▶ What is required
Search string "distant": state how many lines in the material below contain it, and nothing else.

# # # # # # #

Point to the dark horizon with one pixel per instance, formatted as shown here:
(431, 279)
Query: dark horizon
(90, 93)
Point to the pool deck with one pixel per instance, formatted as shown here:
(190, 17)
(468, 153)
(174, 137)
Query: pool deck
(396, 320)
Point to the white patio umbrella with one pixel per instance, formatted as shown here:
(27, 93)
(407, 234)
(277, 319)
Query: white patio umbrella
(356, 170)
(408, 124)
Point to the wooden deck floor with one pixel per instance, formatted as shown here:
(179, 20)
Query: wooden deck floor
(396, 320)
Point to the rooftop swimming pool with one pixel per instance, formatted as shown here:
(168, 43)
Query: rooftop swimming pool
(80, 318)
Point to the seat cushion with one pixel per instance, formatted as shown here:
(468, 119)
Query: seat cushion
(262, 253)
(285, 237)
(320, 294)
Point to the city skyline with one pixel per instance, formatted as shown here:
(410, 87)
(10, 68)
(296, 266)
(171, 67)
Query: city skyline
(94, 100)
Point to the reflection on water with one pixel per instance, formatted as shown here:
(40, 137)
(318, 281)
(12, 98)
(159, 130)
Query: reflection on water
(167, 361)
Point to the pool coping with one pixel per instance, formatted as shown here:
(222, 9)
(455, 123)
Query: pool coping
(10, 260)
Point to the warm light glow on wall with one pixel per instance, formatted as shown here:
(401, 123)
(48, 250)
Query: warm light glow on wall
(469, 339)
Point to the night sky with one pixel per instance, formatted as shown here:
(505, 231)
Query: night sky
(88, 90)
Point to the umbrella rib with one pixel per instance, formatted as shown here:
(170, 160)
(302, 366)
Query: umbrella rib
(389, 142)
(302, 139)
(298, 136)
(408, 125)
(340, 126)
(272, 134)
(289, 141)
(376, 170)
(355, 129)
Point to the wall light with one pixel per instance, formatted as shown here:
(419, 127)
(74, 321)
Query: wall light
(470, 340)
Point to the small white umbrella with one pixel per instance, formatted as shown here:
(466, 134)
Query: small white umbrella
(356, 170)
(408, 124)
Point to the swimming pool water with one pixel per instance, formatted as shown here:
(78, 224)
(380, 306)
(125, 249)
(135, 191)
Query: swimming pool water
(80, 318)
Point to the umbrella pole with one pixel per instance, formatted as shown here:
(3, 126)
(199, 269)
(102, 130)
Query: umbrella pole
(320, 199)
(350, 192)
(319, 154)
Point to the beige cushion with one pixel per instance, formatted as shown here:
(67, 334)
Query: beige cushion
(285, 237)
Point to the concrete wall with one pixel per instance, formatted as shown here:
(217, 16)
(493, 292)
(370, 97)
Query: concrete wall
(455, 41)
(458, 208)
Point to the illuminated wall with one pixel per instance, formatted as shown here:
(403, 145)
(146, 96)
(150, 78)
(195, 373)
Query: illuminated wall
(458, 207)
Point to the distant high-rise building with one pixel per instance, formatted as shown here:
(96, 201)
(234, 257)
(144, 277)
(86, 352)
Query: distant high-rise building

# # # # # # #

▶ Response area
2